(Collected data entries)
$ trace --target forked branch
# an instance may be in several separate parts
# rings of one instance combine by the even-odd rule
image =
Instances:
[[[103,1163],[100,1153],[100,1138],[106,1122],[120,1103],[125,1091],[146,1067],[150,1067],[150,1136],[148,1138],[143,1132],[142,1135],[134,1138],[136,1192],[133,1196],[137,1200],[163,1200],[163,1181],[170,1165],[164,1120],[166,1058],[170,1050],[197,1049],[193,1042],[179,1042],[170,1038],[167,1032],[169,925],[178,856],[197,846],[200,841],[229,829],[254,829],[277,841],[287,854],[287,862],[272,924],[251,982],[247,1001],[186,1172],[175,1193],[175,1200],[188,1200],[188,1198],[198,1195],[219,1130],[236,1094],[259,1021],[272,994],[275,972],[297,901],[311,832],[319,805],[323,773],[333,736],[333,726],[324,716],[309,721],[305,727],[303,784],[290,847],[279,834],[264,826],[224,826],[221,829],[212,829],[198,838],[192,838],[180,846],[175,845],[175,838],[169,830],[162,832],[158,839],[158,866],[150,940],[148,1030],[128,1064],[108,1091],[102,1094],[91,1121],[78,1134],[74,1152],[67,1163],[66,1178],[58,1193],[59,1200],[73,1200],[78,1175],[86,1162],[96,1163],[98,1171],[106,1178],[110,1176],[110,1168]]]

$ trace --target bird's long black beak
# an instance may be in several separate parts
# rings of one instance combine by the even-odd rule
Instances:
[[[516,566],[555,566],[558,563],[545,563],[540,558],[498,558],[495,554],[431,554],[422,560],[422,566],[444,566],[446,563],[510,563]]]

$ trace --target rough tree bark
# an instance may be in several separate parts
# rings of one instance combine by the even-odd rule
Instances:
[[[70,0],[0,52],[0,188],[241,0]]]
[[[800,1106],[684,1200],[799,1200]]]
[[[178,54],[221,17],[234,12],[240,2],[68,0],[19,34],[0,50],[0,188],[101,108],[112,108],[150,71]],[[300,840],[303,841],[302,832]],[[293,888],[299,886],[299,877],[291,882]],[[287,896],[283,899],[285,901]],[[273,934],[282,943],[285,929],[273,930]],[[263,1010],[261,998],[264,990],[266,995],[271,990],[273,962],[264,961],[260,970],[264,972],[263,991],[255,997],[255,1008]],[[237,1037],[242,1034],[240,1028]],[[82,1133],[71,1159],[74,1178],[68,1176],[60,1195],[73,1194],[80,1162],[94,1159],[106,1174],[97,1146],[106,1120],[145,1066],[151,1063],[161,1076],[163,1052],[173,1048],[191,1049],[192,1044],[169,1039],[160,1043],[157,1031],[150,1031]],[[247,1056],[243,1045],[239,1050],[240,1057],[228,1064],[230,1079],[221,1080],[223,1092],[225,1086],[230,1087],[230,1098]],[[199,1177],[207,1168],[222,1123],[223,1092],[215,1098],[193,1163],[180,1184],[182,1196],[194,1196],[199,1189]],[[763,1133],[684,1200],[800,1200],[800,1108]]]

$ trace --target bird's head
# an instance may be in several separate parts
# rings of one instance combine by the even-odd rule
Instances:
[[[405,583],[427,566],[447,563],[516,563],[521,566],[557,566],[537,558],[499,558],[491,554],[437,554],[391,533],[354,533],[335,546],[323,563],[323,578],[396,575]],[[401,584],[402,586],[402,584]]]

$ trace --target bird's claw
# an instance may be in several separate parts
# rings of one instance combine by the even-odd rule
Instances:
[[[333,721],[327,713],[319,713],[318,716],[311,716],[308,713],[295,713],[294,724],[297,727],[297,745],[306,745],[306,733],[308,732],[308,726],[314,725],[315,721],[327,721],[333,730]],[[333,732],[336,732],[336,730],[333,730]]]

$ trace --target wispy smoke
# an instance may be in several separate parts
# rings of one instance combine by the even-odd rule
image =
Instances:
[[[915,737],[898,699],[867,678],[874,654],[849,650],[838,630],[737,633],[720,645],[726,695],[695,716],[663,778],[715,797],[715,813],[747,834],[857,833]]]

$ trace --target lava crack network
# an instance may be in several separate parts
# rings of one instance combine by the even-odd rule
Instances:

** Set problem **
Reproduce all of the material above verbatim, line for line.

** Output of the exercise **
$ trace --target forked branch
# an instance may be in several separate parts
# rings of one instance combine by the even-odd rule
image =
Instances:
[[[103,1163],[100,1153],[100,1138],[106,1122],[120,1103],[125,1091],[146,1067],[150,1067],[150,1136],[148,1138],[143,1132],[142,1135],[134,1138],[136,1192],[133,1196],[137,1200],[163,1200],[163,1181],[170,1165],[164,1120],[166,1058],[170,1050],[197,1049],[193,1042],[179,1042],[170,1038],[167,1032],[169,925],[178,856],[197,846],[200,841],[229,829],[254,829],[277,841],[287,854],[287,862],[272,924],[251,982],[247,1001],[186,1172],[175,1193],[175,1200],[188,1200],[188,1198],[198,1195],[219,1130],[236,1094],[259,1021],[272,994],[275,972],[297,901],[311,832],[319,805],[323,773],[333,736],[333,726],[324,716],[309,721],[305,727],[303,784],[290,847],[279,834],[264,826],[224,826],[221,829],[212,829],[198,838],[192,838],[180,846],[175,845],[175,838],[169,830],[162,832],[158,839],[158,866],[150,940],[148,1030],[128,1064],[108,1091],[102,1094],[91,1121],[78,1134],[74,1152],[67,1163],[66,1178],[58,1193],[59,1200],[73,1200],[78,1175],[86,1162],[96,1163],[98,1171],[106,1178],[110,1176],[110,1168]]]

$ trace --target bird's long black beak
# an instance may be in several separate parts
# rings of one instance combine by the even-odd rule
Instances:
[[[516,566],[555,566],[558,563],[545,563],[540,558],[498,558],[495,554],[431,554],[422,560],[422,566],[444,566],[446,563],[510,563]]]

$ trace --target rough tree bark
# an instance may be in several separate parts
# rings of one instance combine by the even-odd rule
Instances:
[[[70,0],[0,52],[0,188],[241,0]]]
[[[800,1106],[684,1200],[799,1200]]]
[[[178,54],[221,17],[234,12],[240,2],[68,0],[19,34],[0,50],[0,188],[101,108],[112,108],[150,71]],[[300,840],[303,841],[302,832]],[[293,888],[299,886],[299,877],[291,882]],[[287,896],[283,899],[285,901]],[[273,934],[282,943],[285,929],[273,930]],[[263,1010],[261,998],[264,990],[266,995],[271,990],[273,962],[264,961],[260,970],[264,972],[263,991],[255,997],[255,1008]],[[237,1037],[242,1034],[240,1028]],[[82,1133],[71,1159],[74,1178],[68,1176],[60,1195],[73,1194],[80,1162],[94,1159],[106,1174],[97,1146],[106,1120],[145,1066],[151,1063],[161,1076],[163,1052],[173,1048],[191,1049],[192,1044],[169,1039],[160,1043],[157,1031],[150,1031]],[[247,1056],[243,1045],[239,1050],[240,1057],[228,1064],[230,1079],[221,1080],[223,1092],[225,1086],[230,1087],[230,1098]],[[199,1177],[207,1168],[222,1123],[223,1092],[215,1098],[193,1163],[180,1184],[182,1196],[194,1196],[199,1189]],[[763,1133],[684,1200],[800,1200],[800,1108]]]

$ trace --target bird's head
# an instance may be in several separate parts
# rings of one instance combine by the even-odd rule
Instances:
[[[405,583],[427,566],[447,563],[516,563],[521,566],[557,566],[537,558],[499,558],[491,554],[437,554],[391,533],[354,533],[335,546],[323,563],[323,578],[396,575]],[[401,584],[402,586],[402,584]]]

$ trace --target bird's claw
# an instance may be in several separate parts
# rings of one instance combine by the even-odd rule
Instances:
[[[333,721],[327,713],[319,713],[318,716],[311,716],[308,713],[295,713],[294,724],[297,727],[297,745],[306,745],[306,733],[308,732],[308,726],[314,725],[315,721],[327,721],[333,730]],[[333,732],[336,732],[336,730],[333,730]]]

$ trace --target wispy smoke
# an instance may be in several separate parts
# rings of one instance combine by the even-odd rule
image =
Instances:
[[[915,737],[898,699],[867,678],[874,654],[849,650],[838,630],[737,633],[720,645],[726,695],[695,716],[663,778],[715,797],[715,813],[747,834],[857,833]]]

$ trace --target lava crack network
# an instance may be in several separate parts
# rings of one instance combine by the even-odd rule
Instances:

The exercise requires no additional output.